─── RECORDS PROVIDED
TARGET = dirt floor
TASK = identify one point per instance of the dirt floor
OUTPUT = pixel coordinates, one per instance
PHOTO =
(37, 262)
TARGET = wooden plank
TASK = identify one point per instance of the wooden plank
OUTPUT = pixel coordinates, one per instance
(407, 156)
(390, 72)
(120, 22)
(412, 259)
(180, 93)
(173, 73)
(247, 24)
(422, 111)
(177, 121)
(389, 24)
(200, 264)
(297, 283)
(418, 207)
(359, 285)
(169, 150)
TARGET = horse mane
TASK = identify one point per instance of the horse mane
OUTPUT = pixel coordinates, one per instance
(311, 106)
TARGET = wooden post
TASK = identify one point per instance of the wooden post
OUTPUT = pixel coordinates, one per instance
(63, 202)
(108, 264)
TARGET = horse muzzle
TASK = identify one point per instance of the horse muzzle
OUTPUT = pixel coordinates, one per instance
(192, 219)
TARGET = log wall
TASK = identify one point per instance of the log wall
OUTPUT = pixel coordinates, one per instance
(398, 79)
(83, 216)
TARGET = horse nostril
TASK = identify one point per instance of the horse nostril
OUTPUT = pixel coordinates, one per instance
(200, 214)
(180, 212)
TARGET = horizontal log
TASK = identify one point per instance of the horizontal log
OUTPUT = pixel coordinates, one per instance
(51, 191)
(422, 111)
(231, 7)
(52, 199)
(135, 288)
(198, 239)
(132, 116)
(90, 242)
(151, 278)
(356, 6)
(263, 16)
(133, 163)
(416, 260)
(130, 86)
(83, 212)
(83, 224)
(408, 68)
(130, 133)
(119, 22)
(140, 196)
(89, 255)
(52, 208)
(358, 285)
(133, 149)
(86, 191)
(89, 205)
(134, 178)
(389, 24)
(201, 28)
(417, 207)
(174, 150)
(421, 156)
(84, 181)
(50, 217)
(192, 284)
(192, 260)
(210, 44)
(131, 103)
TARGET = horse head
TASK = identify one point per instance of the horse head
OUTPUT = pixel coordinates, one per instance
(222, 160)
──────
**BRIEF:**
Write out, word for word, every line from the one containing "TARGET = horizontal log" through the last line of the records above.

**TASK RESPONSE:**
TARGET = horizontal log
TASK = identify one point per instance of the horizontal log
OUTPUT = pixel coordinates, one per instance
(51, 191)
(422, 111)
(231, 7)
(52, 199)
(135, 288)
(198, 239)
(132, 116)
(90, 242)
(151, 278)
(356, 6)
(263, 16)
(133, 163)
(416, 260)
(130, 86)
(83, 212)
(83, 224)
(408, 68)
(130, 133)
(119, 22)
(140, 196)
(89, 255)
(52, 208)
(358, 285)
(133, 149)
(86, 191)
(89, 205)
(134, 178)
(389, 24)
(201, 28)
(417, 207)
(174, 150)
(421, 156)
(84, 181)
(50, 217)
(192, 284)
(192, 260)
(210, 44)
(131, 103)
TARGET = horse head
TASK = identify one point per instance of the horse head
OUTPUT = pixel coordinates, one per instance
(222, 160)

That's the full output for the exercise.